▸ **Written instruction**:
Return each line of the data below that contains the string "image". Case counts.

▸ **Records to use**:
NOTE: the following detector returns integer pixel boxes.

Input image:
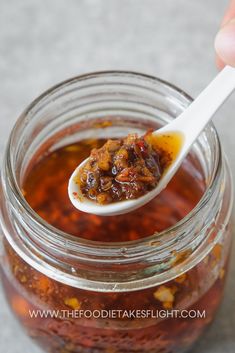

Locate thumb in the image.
[215,19,235,66]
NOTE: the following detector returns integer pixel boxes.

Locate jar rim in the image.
[3,70,221,248]
[0,71,231,291]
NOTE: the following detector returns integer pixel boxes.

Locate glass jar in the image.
[1,72,232,353]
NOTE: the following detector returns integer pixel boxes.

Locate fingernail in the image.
[215,20,235,66]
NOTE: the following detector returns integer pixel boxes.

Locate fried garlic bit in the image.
[153,285,177,309]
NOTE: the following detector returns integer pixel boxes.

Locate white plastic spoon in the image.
[68,66,235,216]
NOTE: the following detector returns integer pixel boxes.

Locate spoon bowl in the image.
[68,66,235,216]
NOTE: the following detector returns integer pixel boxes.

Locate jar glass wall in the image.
[1,72,232,353]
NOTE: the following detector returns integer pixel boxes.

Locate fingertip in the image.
[215,20,235,66]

▸ **Answer to this task**:
Input image:
Locate thumb in the image.
Locate jar rim in the image.
Locate glass jar in the image.
Locate fingernail in the image.
Locate fried garlic bit in the image.
Locate white plastic spoon in the image.
Locate spoon bowl in the image.
Locate jar glass wall in the image.
Locate fingertip in the image.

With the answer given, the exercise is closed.